Não tem, note-se, uma “escola”. Nunca acabou qualquer bacharelato ou licenciatura nesta ou em qualquer outra área. O que tem é prática. “Quando filmas todos os dias, ganhas uma experiência gigantesca. Já apanhaste todo o tipo de situações possíveis, mais ainda com os objectos que filmo – pessoas que tocam instrumentos com sons frágeis, por exemplo, e tens de pôr os microfones de uma forma sinistra, porque só tens aquele take. É um conhecimento empírico e demora a adquiri-lo, mas quando o reúnes dá-te imenso jeito." 

Filmar todos os dias siginifica “usar o dinheiro que ganhas num projecto para financiar outro que queres fazer e no qual ninguém acredita”. O dinheiro de Chamarrita, de 2012, documentário financiado pelo Governo dos Açores, foi gasto nuns Teres gravados algures por este país; Sinfonia Imaterial, documentário encomendado pelo Inatel, permitiu-lhe chegar a mais umas velhinhas antes do INEM.

“Fiz vários trabalhos em que me pagavam as viagens, davam comida e alojamento, mas sem cachet – em particular para municípios que querem guardar uma memória do seu povo. Em Portugal, para fazeres aquilo que gostas, tens de te desfazer em diversos trabalhos. Eu quero filmar a memória – desde que me alimentem, vou, e é por isso que este ano já andei mais de 220 dias fora de Lisboa e vou passar o Natal longe de Lisboa, com mais uma velhinha."

» **O PEDIDO**
Diga se cada afirmação concorda com o excerto, respondendo sim ou não e citando literalmente as palavras do excerto que o decidem. 1. A pessoa retratada concluiu uma licenciatura na área. 2. Chamarrita foi financiado pelo Governo dos Açores. 3. Este ano foram passados mais de 220 dias fora de Lisboa. Baseie-se unicamente no excerto.

» **INFORMAÇÃO FORNECIDA**
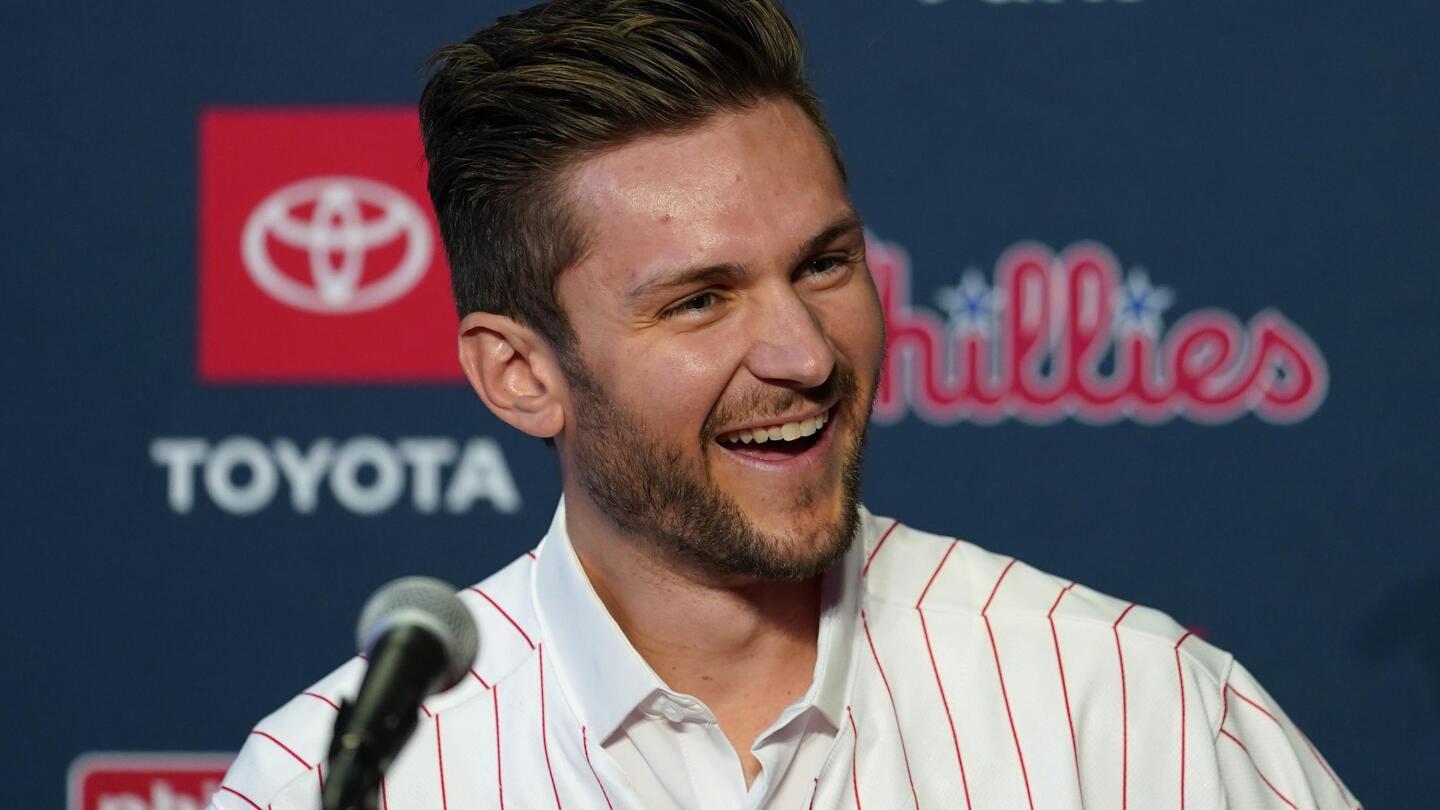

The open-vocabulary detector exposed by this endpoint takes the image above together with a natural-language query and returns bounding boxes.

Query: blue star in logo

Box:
[935,268,1002,336]
[1112,267,1175,339]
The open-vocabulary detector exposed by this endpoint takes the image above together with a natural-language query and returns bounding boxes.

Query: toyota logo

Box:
[240,176,432,314]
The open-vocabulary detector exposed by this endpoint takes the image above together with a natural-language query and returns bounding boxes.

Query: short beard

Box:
[563,357,874,581]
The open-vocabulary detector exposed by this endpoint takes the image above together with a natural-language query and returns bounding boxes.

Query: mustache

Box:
[700,363,860,442]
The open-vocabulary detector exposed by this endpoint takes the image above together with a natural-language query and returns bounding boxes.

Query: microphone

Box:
[321,577,480,810]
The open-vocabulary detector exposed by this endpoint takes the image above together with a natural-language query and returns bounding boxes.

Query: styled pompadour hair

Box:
[420,0,844,359]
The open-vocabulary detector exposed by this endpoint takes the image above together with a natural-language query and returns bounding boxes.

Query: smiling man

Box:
[215,0,1356,810]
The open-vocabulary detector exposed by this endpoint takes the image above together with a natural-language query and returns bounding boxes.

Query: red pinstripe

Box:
[1220,683,1349,804]
[536,644,560,809]
[580,725,615,810]
[1110,602,1135,810]
[251,729,312,771]
[1295,729,1359,810]
[1175,633,1191,810]
[301,692,340,712]
[1225,683,1284,720]
[1220,685,1230,728]
[914,542,971,809]
[435,715,449,810]
[846,706,860,810]
[469,585,536,650]
[1220,729,1300,810]
[1045,582,1084,796]
[860,520,900,577]
[490,683,505,810]
[981,559,1035,810]
[220,784,262,810]
[860,608,920,810]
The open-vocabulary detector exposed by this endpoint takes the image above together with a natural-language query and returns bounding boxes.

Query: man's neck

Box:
[566,497,821,783]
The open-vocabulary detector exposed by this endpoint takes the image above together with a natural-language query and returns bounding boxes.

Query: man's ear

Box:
[459,313,566,438]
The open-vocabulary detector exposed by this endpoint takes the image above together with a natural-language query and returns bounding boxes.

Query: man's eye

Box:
[805,257,855,278]
[660,293,719,319]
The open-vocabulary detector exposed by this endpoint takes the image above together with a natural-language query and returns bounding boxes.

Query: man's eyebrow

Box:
[625,212,863,304]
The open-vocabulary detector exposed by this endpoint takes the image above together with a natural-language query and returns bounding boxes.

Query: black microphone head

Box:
[356,577,480,692]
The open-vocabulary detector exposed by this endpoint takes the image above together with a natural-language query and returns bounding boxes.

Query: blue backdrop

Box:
[0,0,1440,807]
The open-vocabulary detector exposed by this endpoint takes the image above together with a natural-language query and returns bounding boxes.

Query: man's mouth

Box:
[716,406,834,461]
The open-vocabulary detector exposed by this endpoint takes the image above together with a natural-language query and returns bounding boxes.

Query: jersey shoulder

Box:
[863,516,1233,682]
[213,552,536,810]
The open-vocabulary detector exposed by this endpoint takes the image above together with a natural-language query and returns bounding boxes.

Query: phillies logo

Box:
[868,232,1329,424]
[66,752,235,810]
[240,176,431,314]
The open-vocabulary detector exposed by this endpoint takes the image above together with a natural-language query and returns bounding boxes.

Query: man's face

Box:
[557,101,884,579]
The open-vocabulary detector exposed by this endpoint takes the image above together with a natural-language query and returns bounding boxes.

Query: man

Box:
[215,0,1356,810]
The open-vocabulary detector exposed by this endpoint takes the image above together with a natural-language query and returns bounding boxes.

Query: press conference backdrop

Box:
[0,0,1440,810]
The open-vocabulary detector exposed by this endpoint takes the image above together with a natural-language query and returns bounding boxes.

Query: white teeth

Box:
[720,411,829,444]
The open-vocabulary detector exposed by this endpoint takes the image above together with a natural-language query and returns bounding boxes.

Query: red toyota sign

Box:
[199,108,461,383]
[65,752,235,810]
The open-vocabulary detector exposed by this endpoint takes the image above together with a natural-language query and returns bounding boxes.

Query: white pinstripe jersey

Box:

» **TAREFA CONCLUÍDA**
1. Não: "Nunca acabou qualquer bacharelato ou licenciatura nesta ou em qualquer outra área."
2. Sim: "documentário financiado pelo Governo dos Açores"
3. Sim: "este ano já andei mais de 220 dias fora de Lisboa"